Bandarlampung, www.lampungmediaonline.com – Advokat muda progresif Resmen Kadafi, selaku juru bicara tim kuasa hukum pengusaha asal Surabaya, Jawa Timur, Donny, pembeli lahan Pantai Queen Artha, Sukajaya, Lempasing, Padang Cermin, Kabupaten Pesawaran, angkat bicara mengklarifikasi pemberitaan yang berkembang soal kasus kliennya.
Kandidat doktor hukum Universitas Jayabaya Jakarta ini mengungkapkan, selaku kuasa hukum, pihaknya telah melaporkan kasus fitnah dan hoaks, serta kasus pemalsuan surat terkait dinamika hukum peristiwa itu, ke Polda Lampung, 15 September 2020 lalu.
Melalui siaran pers yang turut diterima wartawan di Bandarlampung, Minggu (18/10/2020), dia merunutkan, kasus bermula dari proses jual beli lahan pantai legendaris yang konon dulunya bernama Pantai Sekarwarna itu.
Dimana bergulir saat Donny sang klien, membeli lahan pesisir pantai Teluk Lampung seluas 8,8 hektar itu dari Puntjak Indra dan Budi Winarto.
Siapa sangka, pada saat pengurusan proses balik nama dokumen Sertipikat Hak Milik (SHM) di Badan Pertanahan Nasional (BPN) Kabupaten Pesawaran, hal mengejutkan terjadi.
Apa itu? “Muncul surat pemblokiran terhadap jual beli Pantai Queen Artha. Dengan melampirkan fotokopi Surat Penetapan Sita Eksekusi Pengadilan Negeri Tanjung Karang Nomor 9/Eks/2009/PN TK tertanggal 26 Mei 2009,” ungkapnya.
Lantas? “Belakangan, tim hukum kami menemukan banyak kejanggalan pada proses blokir di BPN Pesawaran. Bagaimana mungkin proses balik nama terhambat lebih dari delapan bulan di BPN Pesawaran hanya gara-gara fotokopi surat penetapan sita eksekusi yang diduga palsu,” tanya dia.
Resmen dan tim hukum kliennya yang lain, tak hendak larut dirundung tanya. Usai penyelidikan mandiri, timnya lalu sepakat melaporkan kasus pemalsuan surat ke Polda Lampung. Dasarnya?
“Karena sesuai hasil penyelidikan tim hukum, surat itu tidak sesuai dengan Surat Keterangan Ketua Pengadilan Negeri Tanjungkarang,” beber dia.
Bayangkan, tandas Resmen, kalau proses jual beli tanah dengan semudah itu diblokir hanya dengan memakai bukti fotokopi. “Kami masih mencoba mencari kejelasan landasan hukum dan motifnya,” cetusnya pula.
Menggarisbawahi kliennya sebagai pihak pembeli bersungguh-sungguh memiliki iktikad baik melakukan proses jual beli sesuai aturan, sebelum transaksi jual beli lahan berlangsung pihak notaris kliennya bahkan sampai dua kali mengecek langsung ke kantor BPN Pesawaran ihwal status dan kepemilikan lahan Pantai Queen Artha.
Hasilnya? “Clean and clear,” tegasnya.
········
**Tugas Anda**
A – Tuliskan ulang bagian berita tentang lahan Pantai Queen Artha, dimulai dari "Kandidat doktor hukum" dan berlanjut sampai "dan Budi Winarto.".
B – Sebutkan semua nama orang yang tercantum dalam berita tentang lahan Pantai Queen Artha.
C – Teruskan berita tentang lahan Pantai Queen Artha setelah kalimat terakhirnya.

**Data Sumber**
········
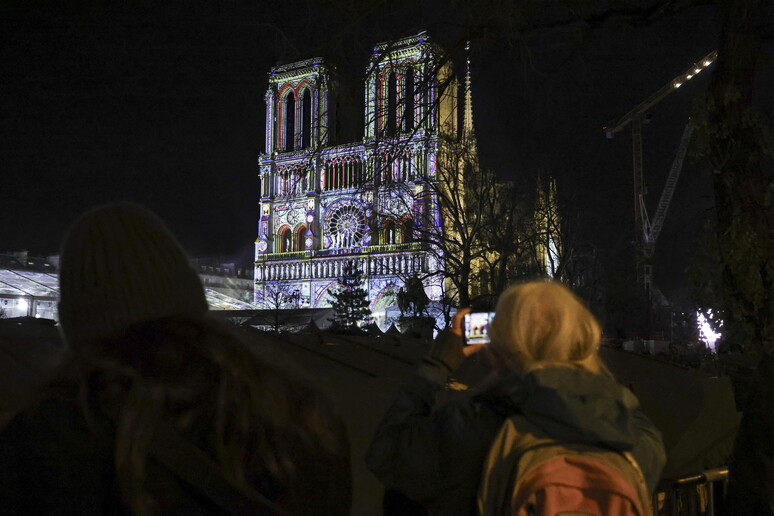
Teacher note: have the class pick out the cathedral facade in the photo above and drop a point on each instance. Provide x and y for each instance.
(325, 203)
········
**Kumpulan Jawaban**
A –
Kandidat doktor hukum Universitas Jayabaya Jakarta ini mengungkapkan, selaku kuasa hukum, pihaknya telah melaporkan kasus fitnah dan hoaks, serta kasus pemalsuan surat terkait dinamika hukum peristiwa itu, ke Polda Lampung, 15 September 2020 lalu.
Melalui siaran pers yang turut diterima wartawan di Bandarlampung, Minggu (18/10/2020), dia merunutkan, kasus bermula dari proses jual beli lahan pantai legendaris yang konon dulunya bernama Pantai Sekarwarna itu.
Dimana bergulir saat Donny sang klien, membeli lahan pesisir pantai Teluk Lampung seluas 8,8 hektar itu dari Puntjak Indra dan Budi Winarto.

B – Resmen Kadafi, Donny, Puntjak Indra, dan Budi Winarto.

C –
Membantah sekaligus meluruskan pemberitaan miring yang kadung luas, pria jebolan Fakultas Hukum UBL ini seperti hendak mengatakan bahwa kliennya mana mau berbuat ceroboh.
“Klien kami berani beli lahan itu senilai Rp12,5 miliar karena dari berkas yang ada, status dan kepemilikannya jelas. Milik Puntjak Indra dan Budi Winarto,” tegas Resmen, menambahkan bahwa selain itu Pantai Queen Artha juga tak masuk dalam daftar sita jaminan aset terpidana korupsi Sugiarto Wiharjo (Alay) dalam pusaran skandal mega korupsi di Lampung, Tripancagate.
Kronologi kasus itu kemudian, yang mengantarkan prosesnya diliputi dua laporan polisi (LP) yang dilayangkan Resmen Kadafi cs untuk dan atas nama kliennya tersebut ke pihak aparat penegak hukum.
“Kedua laporan sudah ditangani oleh pihak penyidik Polda Lampung dan sedang dalam proses penyelidikan,” kata Resmen, merincikan.
Pertama, Nomor LP 1409 /IX/2020/LPG/SPKT terkait pemalsuan surat atau menggunakan surat palsu di BPN Kabupaten Pesawaran.
Kedua, Laporan Polisi Nomor LP 1410/IX/2020/LPG/SPKT untuk meluruskan hoaks dan fitnah terkait jual beli Pantai Queen Artha dengan SHM Nomor 13 dan SHM Nomor 14.
Resmen turut menyayangkan beredar luasnya pemberitaan yang disebutnya lebih merupakan tuduhan, fitnah, dan pencemaran nama baik, serta berita bohong (hoaks) yang tersiar melalui media daring soal pembelian lahan itu.
Mengutip keterangan Donny, Resmen menyebut kliennya berharap dengan pelaporan hukum ini didapatkan titik terang mana yang data dan fakta, dan mana yang kabar bohong.
“Kami harap pelaporan ke Polda Lampung jadi jelas mana benar dan mana hoaks. Kami telah serahkan bukti-bukti yang saat ini telah naik ke tahap penyidikan/projustisia mencari motif tersangka, juga siapa saja yang terlibat persekongkolan ini,” lugas dia, mengutip penjelasan kliennya.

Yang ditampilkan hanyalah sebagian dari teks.